- Exercise prompt: Count the lines below that contain the string "blue", treating uppercase and lowercase as different, and give only the number.

[Items from a data source]
::::

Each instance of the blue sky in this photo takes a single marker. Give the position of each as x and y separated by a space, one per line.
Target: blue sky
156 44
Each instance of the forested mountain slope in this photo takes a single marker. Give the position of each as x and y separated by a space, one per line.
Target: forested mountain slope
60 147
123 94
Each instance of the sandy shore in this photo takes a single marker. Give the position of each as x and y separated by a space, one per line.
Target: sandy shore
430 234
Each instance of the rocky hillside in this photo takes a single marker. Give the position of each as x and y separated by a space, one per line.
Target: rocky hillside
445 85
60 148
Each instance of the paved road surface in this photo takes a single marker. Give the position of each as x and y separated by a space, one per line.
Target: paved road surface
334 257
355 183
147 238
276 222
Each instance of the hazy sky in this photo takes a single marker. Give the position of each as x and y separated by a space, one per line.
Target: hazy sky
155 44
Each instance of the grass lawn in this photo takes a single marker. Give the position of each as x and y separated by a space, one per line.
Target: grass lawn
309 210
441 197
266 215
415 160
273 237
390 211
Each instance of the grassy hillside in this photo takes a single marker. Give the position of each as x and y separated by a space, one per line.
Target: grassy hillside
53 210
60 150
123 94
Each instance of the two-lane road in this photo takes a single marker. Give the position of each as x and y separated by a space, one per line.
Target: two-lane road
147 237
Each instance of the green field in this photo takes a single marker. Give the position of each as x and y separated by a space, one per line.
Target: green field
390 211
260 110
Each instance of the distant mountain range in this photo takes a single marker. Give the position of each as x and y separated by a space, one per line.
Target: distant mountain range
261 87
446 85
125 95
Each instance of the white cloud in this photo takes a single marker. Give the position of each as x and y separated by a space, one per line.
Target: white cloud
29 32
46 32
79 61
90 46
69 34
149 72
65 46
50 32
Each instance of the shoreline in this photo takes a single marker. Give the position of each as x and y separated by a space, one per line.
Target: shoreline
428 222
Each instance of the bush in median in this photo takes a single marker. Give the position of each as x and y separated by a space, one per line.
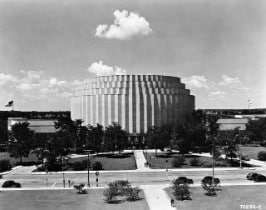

::::

- Output of the task: 2